Exercise - Decide whether each statement agrees with the account of depression at Cambridge below, answering yes or no and quoting the deciding words of the text exactly. (a) The writer avoided seeking medical help out of fear that it would look like weakness. (b) The people around the writer could smell the air inside the bell jar. (c) Self-harm ultimately left the writer feeling worse.

Extract to read -
My Own Bell Jar

JAMES EVANS explores his experiences of suffering from depression in Cambridge.

coping with depression coping with self harm depression pastoral care self harm ucs university counselling service

In retrospect, it’s incredible that for so long I managed to normalise my depression and convince myself that this was a natural symptom of Cambridge life. People suffering from depression frequently admit that they avoid seeking medical help for fear of it being misconstrued as attention-seeking or a sign of weakness. This was definitely the case for me.

In an environment where ‘Week 5 Blues’ are the norm and all-nighters are fashionable, I managed to convince myself that every other person felt the way I did and that I simply needed to ‘man’ up and get on with it. In the competitive world that is Cambridge, I felt that revealing my illness would make me seem weak and that I would somehow be demonised because of it.

With an illness like depression that has no visible symptoms, I didn’t know how to get help. Within the bubble that is Cambridge, I was stuck within my own bubble, or rather, my own glass bell jar. No matter where I went or what I did, I was trapped inside it “stewing in my own sour air”. People could see through it but they couldn’t smell the air and so they just assumed that I was fine.

Harming myself was my way of screaming at the world that I wasn’t okay. It was a way of expressing my depression but it was ultimately part of one big, vicious cycle. I would cut myself to feel better, but the cuts made me feel guilty and ashamed and I would ultimately feel worse. When it got to the point that I couldn’t sleep at night because I was in so much pain I knew I had to do something.

Supplied records -
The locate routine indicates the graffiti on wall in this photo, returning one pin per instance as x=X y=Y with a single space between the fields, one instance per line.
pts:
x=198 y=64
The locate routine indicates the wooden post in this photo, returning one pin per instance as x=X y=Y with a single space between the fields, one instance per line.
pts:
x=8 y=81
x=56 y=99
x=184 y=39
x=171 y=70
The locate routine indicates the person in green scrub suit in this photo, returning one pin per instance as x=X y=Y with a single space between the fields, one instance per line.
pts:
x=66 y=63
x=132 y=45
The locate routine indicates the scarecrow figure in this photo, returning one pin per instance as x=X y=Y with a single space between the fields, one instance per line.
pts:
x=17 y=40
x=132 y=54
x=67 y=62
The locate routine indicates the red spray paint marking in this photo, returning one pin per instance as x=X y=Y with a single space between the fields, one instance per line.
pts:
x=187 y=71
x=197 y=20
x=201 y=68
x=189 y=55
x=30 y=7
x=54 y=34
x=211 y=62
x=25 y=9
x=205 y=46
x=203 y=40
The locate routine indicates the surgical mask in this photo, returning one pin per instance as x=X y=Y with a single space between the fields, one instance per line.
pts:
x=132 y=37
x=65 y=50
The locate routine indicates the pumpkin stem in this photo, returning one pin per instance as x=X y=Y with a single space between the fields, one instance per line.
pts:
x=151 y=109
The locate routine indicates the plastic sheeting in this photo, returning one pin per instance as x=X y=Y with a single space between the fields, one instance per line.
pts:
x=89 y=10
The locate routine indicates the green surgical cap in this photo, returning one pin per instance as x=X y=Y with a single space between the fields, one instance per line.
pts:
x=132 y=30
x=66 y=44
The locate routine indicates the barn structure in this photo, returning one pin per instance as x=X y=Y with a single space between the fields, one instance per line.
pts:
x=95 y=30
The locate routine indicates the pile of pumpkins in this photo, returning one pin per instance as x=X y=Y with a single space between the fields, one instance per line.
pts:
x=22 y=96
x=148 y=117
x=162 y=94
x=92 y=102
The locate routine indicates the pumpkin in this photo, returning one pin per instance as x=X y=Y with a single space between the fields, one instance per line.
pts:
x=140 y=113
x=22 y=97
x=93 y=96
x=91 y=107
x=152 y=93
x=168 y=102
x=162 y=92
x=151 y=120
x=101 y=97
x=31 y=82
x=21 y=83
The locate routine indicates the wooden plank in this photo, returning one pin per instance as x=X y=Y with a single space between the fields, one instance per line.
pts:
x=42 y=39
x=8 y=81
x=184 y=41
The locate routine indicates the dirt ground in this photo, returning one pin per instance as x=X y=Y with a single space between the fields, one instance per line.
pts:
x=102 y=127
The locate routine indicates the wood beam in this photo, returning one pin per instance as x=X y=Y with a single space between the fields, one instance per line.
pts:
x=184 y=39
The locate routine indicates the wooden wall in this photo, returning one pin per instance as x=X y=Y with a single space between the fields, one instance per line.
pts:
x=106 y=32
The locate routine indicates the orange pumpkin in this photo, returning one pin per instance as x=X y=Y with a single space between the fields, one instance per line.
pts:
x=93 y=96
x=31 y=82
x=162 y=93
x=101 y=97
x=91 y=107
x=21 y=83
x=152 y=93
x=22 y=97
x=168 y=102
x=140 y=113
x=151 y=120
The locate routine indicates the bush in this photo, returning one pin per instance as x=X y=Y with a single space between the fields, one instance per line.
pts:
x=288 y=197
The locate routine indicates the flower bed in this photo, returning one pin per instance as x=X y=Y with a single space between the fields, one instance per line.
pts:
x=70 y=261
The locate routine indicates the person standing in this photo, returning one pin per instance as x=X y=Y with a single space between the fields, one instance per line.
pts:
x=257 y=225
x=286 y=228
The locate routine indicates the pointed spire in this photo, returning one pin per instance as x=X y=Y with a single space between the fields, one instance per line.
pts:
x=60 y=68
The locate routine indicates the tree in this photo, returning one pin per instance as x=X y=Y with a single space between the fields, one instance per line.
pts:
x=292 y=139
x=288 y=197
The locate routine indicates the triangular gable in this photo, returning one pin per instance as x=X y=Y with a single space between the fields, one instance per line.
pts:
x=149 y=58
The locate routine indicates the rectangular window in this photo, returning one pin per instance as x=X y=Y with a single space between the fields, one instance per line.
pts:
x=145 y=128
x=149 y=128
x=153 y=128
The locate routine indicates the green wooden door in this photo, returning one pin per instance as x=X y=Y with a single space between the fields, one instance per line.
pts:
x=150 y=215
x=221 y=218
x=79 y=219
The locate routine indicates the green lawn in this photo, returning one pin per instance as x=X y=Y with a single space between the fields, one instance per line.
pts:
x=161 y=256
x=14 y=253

Final answer -
(a) Yes: "they avoid seeking medical help for fear of it being misconstrued as attention-seeking or a sign of weakness. This was definitely the case for me."
(b) No: "People could see through it but they couldn’t smell the air"
(c) Yes: "the cuts made me feel guilty and ashamed and I would ultimately feel worse."